__WHAT YOU NEED TO DO__.
Below are some records. Quote exactly the lines from the one that contains "Find every instance of the cloud" through the last, both included, and leave out the pictures.

Location identification entries:

-- BEGIN --

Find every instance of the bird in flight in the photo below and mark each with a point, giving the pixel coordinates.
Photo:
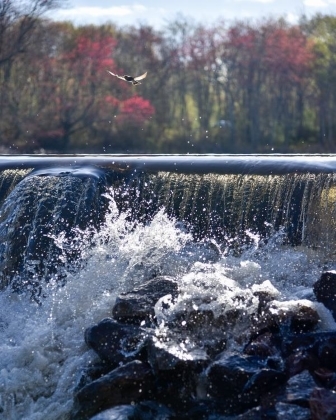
(133, 80)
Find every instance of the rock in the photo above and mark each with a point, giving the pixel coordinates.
(227, 377)
(177, 367)
(319, 348)
(277, 317)
(125, 385)
(325, 290)
(115, 342)
(322, 404)
(138, 305)
(263, 345)
(121, 412)
(299, 388)
(299, 361)
(150, 410)
(325, 377)
(264, 381)
(285, 411)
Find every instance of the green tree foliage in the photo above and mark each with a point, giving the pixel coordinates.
(227, 88)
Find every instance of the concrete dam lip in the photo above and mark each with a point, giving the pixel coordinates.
(253, 164)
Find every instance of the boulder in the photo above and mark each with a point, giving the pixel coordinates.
(125, 385)
(115, 342)
(325, 290)
(322, 404)
(138, 305)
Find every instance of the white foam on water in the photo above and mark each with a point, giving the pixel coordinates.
(42, 348)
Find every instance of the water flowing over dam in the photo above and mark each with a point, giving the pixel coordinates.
(77, 230)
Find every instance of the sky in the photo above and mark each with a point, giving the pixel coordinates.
(158, 12)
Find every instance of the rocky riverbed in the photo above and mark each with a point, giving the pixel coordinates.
(162, 355)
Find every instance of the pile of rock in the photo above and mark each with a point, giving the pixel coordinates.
(282, 367)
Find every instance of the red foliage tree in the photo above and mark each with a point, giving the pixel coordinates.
(135, 111)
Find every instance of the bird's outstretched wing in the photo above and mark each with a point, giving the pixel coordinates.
(116, 75)
(140, 77)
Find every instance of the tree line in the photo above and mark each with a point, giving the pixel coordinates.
(232, 87)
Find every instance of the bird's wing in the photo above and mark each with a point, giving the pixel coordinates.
(140, 77)
(116, 75)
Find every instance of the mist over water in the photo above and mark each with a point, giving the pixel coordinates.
(42, 347)
(148, 230)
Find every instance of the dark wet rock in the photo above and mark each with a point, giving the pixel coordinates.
(262, 345)
(275, 318)
(285, 411)
(300, 361)
(125, 385)
(325, 290)
(228, 376)
(121, 412)
(264, 381)
(167, 354)
(177, 367)
(322, 404)
(150, 410)
(115, 342)
(319, 347)
(325, 377)
(138, 305)
(299, 388)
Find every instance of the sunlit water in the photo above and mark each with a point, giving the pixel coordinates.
(42, 348)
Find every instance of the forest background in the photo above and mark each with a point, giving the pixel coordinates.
(229, 87)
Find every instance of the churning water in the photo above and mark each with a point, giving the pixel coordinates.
(72, 240)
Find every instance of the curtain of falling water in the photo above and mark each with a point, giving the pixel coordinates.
(225, 206)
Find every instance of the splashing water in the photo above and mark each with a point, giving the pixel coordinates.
(42, 347)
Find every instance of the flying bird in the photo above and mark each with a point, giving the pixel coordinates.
(133, 80)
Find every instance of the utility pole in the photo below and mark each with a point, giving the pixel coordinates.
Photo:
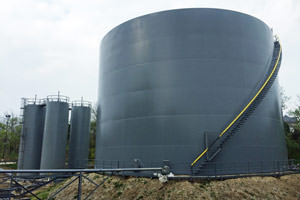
(6, 136)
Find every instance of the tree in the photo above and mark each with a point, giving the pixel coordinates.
(10, 131)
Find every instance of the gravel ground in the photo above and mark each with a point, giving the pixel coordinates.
(285, 187)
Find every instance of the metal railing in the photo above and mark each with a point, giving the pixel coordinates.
(19, 184)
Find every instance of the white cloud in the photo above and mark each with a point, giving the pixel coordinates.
(51, 45)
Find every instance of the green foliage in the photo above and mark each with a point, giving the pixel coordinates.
(10, 131)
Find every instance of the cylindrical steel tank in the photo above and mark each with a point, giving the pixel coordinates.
(79, 134)
(32, 134)
(168, 78)
(55, 132)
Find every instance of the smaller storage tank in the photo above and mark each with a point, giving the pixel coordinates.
(79, 134)
(32, 133)
(55, 132)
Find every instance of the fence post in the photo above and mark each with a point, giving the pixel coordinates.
(10, 186)
(79, 186)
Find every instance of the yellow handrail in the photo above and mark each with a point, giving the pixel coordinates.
(247, 106)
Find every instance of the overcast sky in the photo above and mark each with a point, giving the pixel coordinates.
(51, 45)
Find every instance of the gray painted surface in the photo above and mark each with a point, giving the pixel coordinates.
(55, 135)
(79, 137)
(169, 77)
(31, 137)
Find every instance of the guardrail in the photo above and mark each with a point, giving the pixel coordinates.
(19, 184)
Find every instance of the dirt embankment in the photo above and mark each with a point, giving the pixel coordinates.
(285, 187)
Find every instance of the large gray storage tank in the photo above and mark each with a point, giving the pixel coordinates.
(32, 134)
(168, 78)
(55, 132)
(79, 134)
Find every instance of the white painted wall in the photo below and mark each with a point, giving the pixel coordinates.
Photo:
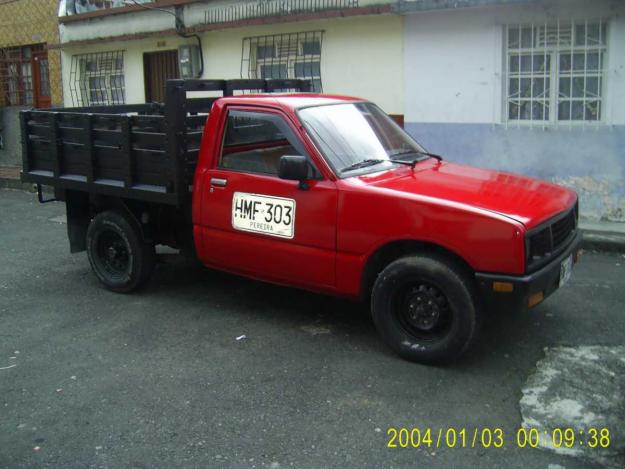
(453, 59)
(361, 56)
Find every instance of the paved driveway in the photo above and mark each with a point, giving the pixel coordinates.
(90, 378)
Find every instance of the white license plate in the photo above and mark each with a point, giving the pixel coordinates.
(565, 269)
(274, 216)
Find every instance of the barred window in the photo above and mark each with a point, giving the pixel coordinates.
(16, 75)
(97, 79)
(555, 72)
(290, 55)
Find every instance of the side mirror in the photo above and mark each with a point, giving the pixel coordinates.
(293, 168)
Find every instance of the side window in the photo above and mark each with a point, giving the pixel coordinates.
(254, 142)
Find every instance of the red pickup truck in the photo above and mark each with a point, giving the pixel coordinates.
(319, 192)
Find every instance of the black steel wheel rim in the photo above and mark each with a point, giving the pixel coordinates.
(423, 311)
(113, 253)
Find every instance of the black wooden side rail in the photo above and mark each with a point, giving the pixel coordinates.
(138, 151)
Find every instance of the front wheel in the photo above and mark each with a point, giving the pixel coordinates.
(118, 255)
(424, 308)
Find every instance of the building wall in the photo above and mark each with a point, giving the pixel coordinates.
(454, 101)
(361, 56)
(25, 22)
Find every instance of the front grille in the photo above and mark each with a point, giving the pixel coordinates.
(551, 239)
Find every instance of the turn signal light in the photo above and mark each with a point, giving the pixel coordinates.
(534, 299)
(503, 287)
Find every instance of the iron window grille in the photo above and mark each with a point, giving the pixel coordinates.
(16, 75)
(555, 72)
(289, 55)
(273, 8)
(97, 79)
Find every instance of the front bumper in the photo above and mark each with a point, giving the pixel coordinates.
(528, 290)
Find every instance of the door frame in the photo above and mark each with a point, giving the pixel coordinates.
(40, 101)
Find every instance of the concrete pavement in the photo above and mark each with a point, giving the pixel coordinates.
(89, 378)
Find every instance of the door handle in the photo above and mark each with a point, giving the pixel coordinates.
(220, 182)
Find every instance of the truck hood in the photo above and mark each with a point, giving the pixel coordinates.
(527, 200)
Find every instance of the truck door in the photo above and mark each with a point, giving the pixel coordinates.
(258, 224)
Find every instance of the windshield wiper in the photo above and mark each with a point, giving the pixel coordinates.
(374, 161)
(417, 152)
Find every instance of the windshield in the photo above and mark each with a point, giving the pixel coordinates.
(354, 136)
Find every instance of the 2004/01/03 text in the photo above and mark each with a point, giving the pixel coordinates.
(487, 437)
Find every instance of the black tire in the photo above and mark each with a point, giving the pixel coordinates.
(118, 255)
(424, 308)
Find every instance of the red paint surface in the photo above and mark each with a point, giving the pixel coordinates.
(480, 215)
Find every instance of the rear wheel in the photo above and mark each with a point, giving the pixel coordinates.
(424, 308)
(118, 254)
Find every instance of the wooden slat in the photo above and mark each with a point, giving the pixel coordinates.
(89, 152)
(126, 148)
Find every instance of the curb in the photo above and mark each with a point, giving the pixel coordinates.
(607, 242)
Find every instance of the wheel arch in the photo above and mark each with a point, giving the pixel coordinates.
(393, 250)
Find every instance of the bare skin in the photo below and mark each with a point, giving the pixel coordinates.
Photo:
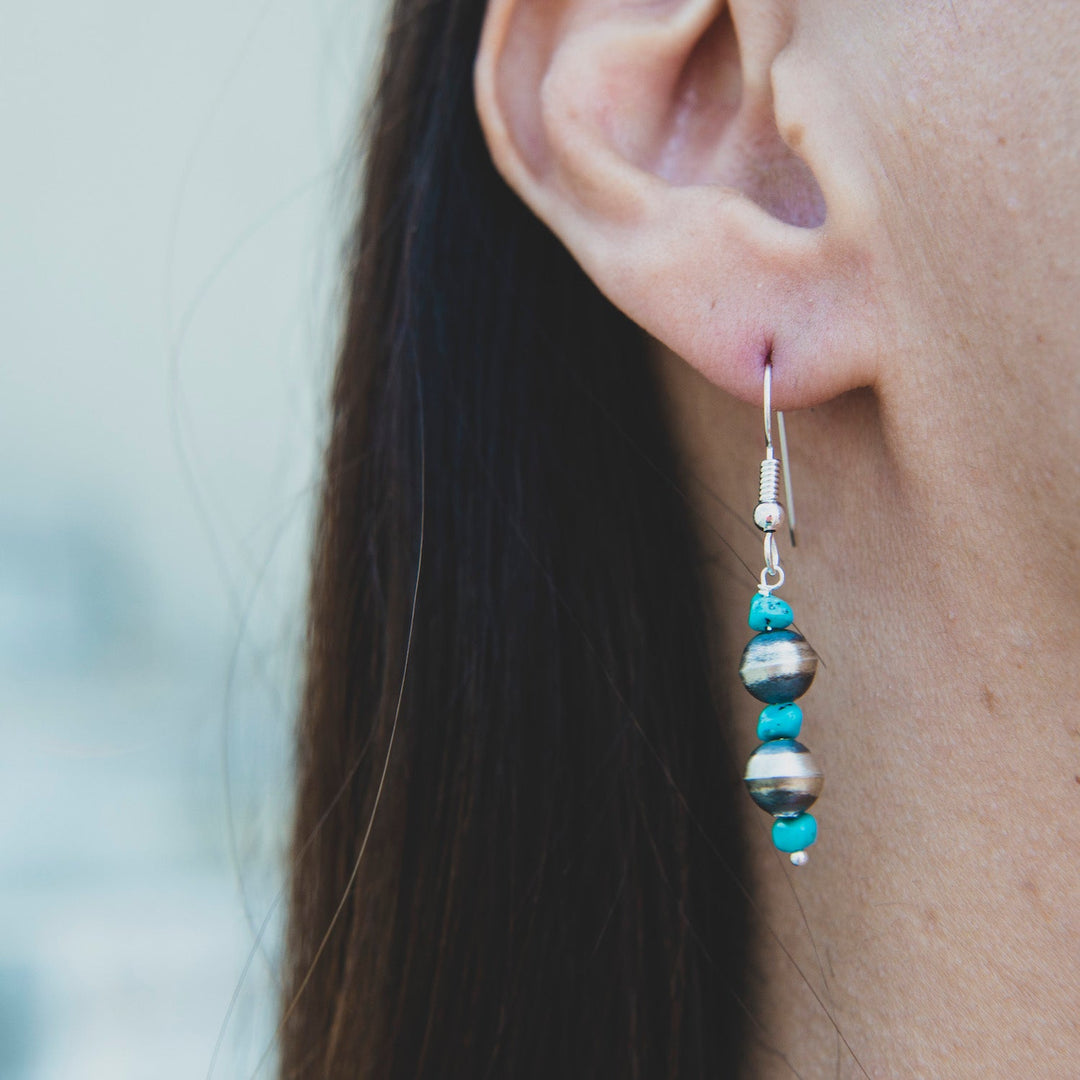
(883, 197)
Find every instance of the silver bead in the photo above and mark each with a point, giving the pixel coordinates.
(768, 516)
(783, 778)
(778, 665)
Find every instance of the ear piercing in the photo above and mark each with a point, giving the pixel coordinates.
(778, 666)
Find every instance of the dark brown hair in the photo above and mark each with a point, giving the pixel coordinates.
(549, 883)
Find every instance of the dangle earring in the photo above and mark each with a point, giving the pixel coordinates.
(778, 665)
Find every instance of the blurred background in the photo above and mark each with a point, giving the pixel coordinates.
(175, 189)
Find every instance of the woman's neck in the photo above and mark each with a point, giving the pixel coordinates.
(937, 922)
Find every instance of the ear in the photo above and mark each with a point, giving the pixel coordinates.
(683, 152)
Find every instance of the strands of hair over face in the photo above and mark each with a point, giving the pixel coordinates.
(550, 882)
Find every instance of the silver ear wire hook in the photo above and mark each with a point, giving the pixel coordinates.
(770, 456)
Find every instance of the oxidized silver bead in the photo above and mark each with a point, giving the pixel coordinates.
(778, 665)
(783, 778)
(768, 516)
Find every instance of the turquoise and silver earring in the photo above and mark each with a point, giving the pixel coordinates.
(778, 666)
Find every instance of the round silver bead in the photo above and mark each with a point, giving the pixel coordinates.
(778, 665)
(783, 778)
(768, 516)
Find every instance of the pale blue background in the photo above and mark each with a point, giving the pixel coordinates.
(175, 181)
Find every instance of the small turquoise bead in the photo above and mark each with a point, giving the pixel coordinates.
(794, 834)
(780, 721)
(769, 612)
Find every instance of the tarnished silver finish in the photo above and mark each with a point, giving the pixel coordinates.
(768, 516)
(778, 665)
(768, 487)
(783, 778)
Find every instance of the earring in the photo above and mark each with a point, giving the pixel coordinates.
(778, 666)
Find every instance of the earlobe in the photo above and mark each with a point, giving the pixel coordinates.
(646, 136)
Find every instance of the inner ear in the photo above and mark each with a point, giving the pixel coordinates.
(718, 133)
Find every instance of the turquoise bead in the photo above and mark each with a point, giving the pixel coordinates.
(769, 612)
(794, 834)
(780, 721)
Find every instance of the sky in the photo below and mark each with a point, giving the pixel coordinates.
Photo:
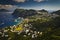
(30, 4)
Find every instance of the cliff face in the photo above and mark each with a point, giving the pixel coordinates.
(24, 13)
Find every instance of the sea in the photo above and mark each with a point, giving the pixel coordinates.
(7, 19)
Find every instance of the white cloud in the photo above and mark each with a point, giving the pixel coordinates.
(40, 0)
(19, 0)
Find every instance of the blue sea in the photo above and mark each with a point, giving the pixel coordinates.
(7, 19)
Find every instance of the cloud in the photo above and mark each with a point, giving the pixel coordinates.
(19, 0)
(40, 0)
(6, 6)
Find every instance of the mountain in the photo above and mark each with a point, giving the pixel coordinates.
(4, 10)
(43, 10)
(24, 13)
(56, 12)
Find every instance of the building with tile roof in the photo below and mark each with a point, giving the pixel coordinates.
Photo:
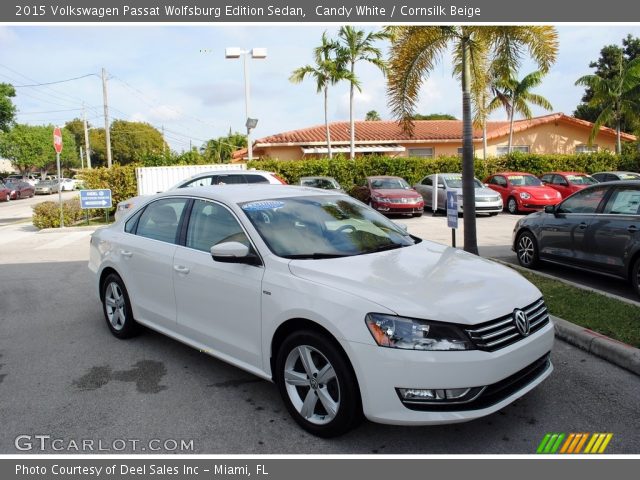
(554, 133)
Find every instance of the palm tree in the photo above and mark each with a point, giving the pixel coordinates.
(515, 96)
(372, 116)
(414, 54)
(617, 97)
(329, 69)
(355, 46)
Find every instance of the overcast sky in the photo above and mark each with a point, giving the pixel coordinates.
(177, 77)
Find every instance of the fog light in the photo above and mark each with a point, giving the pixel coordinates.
(432, 395)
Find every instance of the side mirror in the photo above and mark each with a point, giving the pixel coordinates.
(234, 252)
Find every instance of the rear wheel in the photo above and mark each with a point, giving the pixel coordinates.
(527, 250)
(317, 384)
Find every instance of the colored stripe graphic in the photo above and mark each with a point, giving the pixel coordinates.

-- END --

__TASK OUTPUT__.
Find every instance of the cloud in the photo above and mark each with a point, giving the pixel coordinates.
(19, 0)
(40, 0)
(6, 6)
Find every instance of the mountain in the photo above and mark each with a point, giving the pixel coordinates.
(4, 10)
(43, 10)
(24, 13)
(56, 12)
Find every instance of the building with tile roof in the photo below and mark each with a point, giving the pixel coordinates.
Photo:
(554, 133)
Find every instance of the palm tree in the photo above and mark each with a point, giving the pixel coordinates.
(515, 96)
(372, 116)
(414, 54)
(617, 97)
(329, 69)
(355, 46)
Find every instance of the overcast sky in the photo above and mark each with a point, giving the pixel coordinates.
(177, 77)
Find every instance of the fog light in the photo above and mark each with a point, giving the pixel coordinates.
(432, 395)
Find every instance of the side mirror in the photo above and mark each with a point, giving the pixel coordinates.
(234, 252)
Find every instance of the rear wheel in the photo above and mark each with a point, giving the pixel coordinates.
(527, 250)
(317, 384)
Find every instance of the colored stripe graphic in the photo above and mark each with a point, giving the pixel coordinates.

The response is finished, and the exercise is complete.